== Photo-based point labeling data ==

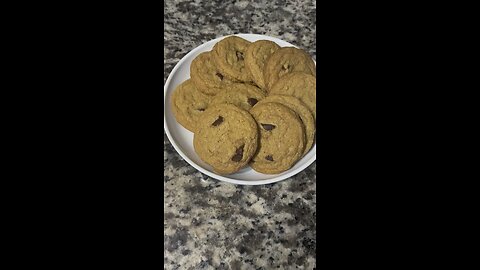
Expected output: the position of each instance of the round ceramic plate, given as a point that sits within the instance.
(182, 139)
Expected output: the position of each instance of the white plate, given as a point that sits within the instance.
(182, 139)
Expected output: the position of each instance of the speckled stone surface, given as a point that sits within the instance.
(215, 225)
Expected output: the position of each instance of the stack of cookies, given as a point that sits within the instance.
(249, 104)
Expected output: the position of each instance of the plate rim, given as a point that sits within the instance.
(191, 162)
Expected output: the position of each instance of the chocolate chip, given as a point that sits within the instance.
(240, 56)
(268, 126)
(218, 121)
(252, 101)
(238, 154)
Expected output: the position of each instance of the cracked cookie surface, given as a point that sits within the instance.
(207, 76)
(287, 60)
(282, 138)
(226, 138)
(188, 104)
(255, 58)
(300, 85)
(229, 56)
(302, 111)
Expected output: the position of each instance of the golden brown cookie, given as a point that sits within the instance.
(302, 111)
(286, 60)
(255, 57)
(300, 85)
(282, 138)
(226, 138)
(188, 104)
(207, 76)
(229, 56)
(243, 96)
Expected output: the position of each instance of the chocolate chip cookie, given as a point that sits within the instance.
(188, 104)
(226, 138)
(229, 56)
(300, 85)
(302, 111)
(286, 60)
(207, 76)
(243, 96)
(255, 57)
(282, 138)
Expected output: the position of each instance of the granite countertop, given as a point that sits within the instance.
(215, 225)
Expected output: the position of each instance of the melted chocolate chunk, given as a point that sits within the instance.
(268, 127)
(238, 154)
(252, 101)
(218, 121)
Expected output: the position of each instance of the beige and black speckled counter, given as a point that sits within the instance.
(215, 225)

== EXERCISE BRIEF ==
Retype every line of the data without any change, starting at the line with "Expected output: the position of each instance of the beige" and continuing through the last line of the data.

== RESULT OF THIS EXERCISE ==
Expected output: the position of each instance of the beige and black speckled counter, given as a point that sits within the instance.
(215, 225)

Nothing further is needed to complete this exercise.